GIVEN TASK 1: Reproduce, word for word, the stretch of the listing from the line containing "dress. Report pixel corners as JSON arrays." through the line containing "[[492, 212, 577, 476]]".

EXTRACT TO READ:
►

The mobility model has a heavy impact on the obtained results: in this paper we employed the Smooth Random Mobility Model (SRMM), [3], as well as the C4R mobility generator [4], in order to appreciate prediction performance when mobility traces are synthesized or extracted from real roadmaps and they can be unrealistic if the model is not appropriate. As earlier stated, the proposed technique is of general application and does not depend on the specific coverage technology: combining MRSVP and HMC as described in the following, a new prediction scheme is proposed and its performance are stated through a deep campaign of simulations.

The paper is organized as follows: section 2 gives a deep overview of the Mobile ReSerVation Protocol and the basics of Hidden Markov Chains theory, section 3 proposes the new prediction scheme, section 4 shows simulations results and section 5 concludes the paper.

◄

LISTING:

►

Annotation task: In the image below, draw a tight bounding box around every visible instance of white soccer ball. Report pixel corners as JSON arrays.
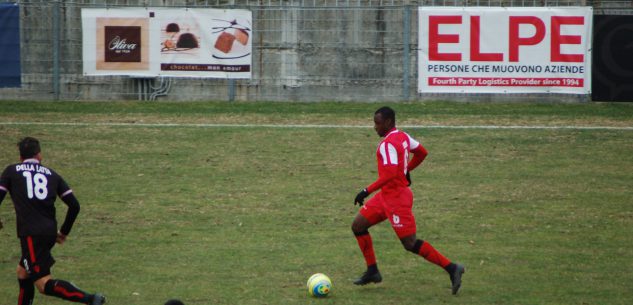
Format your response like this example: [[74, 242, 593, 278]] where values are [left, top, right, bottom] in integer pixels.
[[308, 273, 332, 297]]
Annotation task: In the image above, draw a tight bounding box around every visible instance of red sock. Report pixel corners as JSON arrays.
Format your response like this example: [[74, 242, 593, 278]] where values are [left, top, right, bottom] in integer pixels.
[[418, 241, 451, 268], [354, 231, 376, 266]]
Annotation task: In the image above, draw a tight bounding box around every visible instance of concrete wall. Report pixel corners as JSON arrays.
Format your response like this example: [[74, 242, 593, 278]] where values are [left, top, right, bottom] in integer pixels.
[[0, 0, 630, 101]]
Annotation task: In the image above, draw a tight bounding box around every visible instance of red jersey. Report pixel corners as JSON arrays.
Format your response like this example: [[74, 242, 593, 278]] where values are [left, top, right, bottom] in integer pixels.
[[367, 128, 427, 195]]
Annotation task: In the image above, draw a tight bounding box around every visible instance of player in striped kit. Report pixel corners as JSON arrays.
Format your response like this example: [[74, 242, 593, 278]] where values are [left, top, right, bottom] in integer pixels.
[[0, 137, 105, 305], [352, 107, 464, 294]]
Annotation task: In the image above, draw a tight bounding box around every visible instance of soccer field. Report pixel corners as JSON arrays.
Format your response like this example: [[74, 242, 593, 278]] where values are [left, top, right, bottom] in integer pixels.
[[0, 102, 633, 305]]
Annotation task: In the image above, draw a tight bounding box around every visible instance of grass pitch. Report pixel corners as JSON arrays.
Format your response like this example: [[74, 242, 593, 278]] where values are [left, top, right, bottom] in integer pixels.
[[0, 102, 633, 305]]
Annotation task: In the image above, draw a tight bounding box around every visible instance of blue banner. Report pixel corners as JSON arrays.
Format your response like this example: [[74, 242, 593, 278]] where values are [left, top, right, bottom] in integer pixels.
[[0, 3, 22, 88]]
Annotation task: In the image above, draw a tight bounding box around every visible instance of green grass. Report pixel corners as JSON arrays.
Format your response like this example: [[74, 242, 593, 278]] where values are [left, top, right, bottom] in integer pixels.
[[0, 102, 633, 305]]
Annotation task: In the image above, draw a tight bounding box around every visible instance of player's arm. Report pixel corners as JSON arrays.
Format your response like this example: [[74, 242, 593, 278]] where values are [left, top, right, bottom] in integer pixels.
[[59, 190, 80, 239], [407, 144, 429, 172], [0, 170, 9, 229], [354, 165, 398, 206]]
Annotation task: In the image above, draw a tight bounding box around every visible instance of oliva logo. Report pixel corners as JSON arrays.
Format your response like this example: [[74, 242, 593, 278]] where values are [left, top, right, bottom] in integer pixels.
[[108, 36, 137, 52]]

◄
►

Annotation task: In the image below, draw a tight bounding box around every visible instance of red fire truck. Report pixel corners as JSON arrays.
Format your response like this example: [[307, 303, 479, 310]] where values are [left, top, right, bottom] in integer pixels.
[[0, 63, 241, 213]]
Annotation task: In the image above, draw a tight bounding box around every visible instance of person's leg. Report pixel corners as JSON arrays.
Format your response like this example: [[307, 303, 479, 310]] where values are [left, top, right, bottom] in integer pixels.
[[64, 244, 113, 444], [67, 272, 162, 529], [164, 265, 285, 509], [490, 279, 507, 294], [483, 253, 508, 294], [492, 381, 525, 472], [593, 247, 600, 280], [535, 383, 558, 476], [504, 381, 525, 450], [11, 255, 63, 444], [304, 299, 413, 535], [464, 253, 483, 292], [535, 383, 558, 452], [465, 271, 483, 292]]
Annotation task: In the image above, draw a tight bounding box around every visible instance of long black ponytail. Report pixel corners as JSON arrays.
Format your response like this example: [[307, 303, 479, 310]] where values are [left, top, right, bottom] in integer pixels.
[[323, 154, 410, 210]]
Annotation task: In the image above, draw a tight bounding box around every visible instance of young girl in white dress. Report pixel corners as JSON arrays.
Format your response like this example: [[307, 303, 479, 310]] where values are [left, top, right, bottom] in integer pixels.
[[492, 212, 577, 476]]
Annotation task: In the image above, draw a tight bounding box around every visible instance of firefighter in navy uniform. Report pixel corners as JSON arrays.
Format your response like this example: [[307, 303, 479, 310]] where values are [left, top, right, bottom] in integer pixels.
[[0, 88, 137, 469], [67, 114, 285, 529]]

◄

GIVEN TASK 2:
Answer these about the passage on mobility prediction:
(a) Which two mobility sources did the paper employ?
(b) What does section 4 of the paper show?
(c) Which two things are combined to form the new prediction scheme?

REPLY 1:
Annotation task: In the image above, draw a tight bounding box around every visible instance of young girl in white dress. Report pixel corners as JSON arrays.
Format your response like this example: [[307, 303, 479, 310]] where values are [left, top, right, bottom] in integer pixels.
[[492, 212, 577, 476]]

REPLY 2:
(a) The Smooth Random Mobility Model (SRMM) and the C4R mobility generator.
(b) Simulation results.
(c) MRSVP and HMC.